══ Data records ══

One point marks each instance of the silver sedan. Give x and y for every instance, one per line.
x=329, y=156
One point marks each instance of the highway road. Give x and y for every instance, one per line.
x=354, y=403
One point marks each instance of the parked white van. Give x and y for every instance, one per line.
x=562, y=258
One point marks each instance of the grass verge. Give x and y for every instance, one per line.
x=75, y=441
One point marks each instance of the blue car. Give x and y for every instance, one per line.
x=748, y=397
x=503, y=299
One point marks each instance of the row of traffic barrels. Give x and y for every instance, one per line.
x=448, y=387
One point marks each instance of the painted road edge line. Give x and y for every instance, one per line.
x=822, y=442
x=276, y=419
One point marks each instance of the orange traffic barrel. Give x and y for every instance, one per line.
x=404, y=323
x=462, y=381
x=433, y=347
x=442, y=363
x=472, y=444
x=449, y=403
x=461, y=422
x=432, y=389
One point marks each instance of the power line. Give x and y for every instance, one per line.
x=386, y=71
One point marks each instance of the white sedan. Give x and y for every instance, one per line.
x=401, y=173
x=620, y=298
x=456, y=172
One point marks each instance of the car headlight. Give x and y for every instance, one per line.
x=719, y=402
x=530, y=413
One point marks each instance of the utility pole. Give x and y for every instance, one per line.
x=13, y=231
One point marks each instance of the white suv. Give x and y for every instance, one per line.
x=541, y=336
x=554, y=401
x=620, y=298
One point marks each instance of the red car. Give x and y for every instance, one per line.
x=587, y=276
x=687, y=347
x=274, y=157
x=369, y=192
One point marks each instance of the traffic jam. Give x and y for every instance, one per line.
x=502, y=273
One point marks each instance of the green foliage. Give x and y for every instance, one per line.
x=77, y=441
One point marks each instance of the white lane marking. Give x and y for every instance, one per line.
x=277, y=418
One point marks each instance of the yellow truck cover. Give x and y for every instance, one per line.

═══

• [Written task] Render the records as a numbered list, starting at the first line and ending at the line that contains "x=502, y=273", with blank lines omitted.

• [Reply to the task]
1. One point marks each instance of the silver sedan. Give x and y for every instance, one per line.
2. x=329, y=156
3. One point marks each instance of the highway road. Give x and y for every instance, one per line.
4. x=354, y=403
5. One point marks each instance of the parked white van. Give x and y for every instance, one per line.
6. x=562, y=258
7. One point marks each instance of the grass verge. Give x and y for every instance, one per line.
8. x=75, y=441
9. One point marks each instance of the blue car. Give x and y for every instance, one per line.
10. x=748, y=397
11. x=503, y=299
12. One point marks each instance of the row of traffic barrels. Give x and y for every instance, one per line.
13. x=448, y=387
14. One point marks each instance of the painted road edge line. Give x and y for every instance, one per line.
15. x=822, y=442
16. x=276, y=419
17. One point marks each instance of the orange traffic barrel. Give x and y for every instance, one per line.
18. x=404, y=323
19. x=462, y=381
20. x=433, y=347
21. x=442, y=363
22. x=472, y=444
23. x=449, y=403
24. x=461, y=422
25. x=432, y=389
26. One point marks each instance of the power line. Give x and y for every instance, one per line.
27. x=386, y=71
28. One point marks each instance of the white sedan. Give x and y for every instance, one per line.
29. x=401, y=173
30. x=620, y=298
31. x=456, y=172
32. One point marks each instance of the car headlight. Give x and y for every instance, one per line.
33. x=719, y=402
34. x=530, y=413
35. One point marks each instance of the utility pole. Give x and y for every instance, one per line.
36. x=13, y=231
37. One point marks each instance of the white suv. Give x and y for every instance, one per line.
38. x=541, y=336
39. x=554, y=401
40. x=620, y=298
41. One point marks each instance of the red car. Give x and y for every instance, one per line.
42. x=587, y=276
43. x=687, y=347
44. x=274, y=157
45. x=369, y=192
46. One point marks each instance of the traffic jam. Give x and y for every instance, one per line.
47. x=502, y=273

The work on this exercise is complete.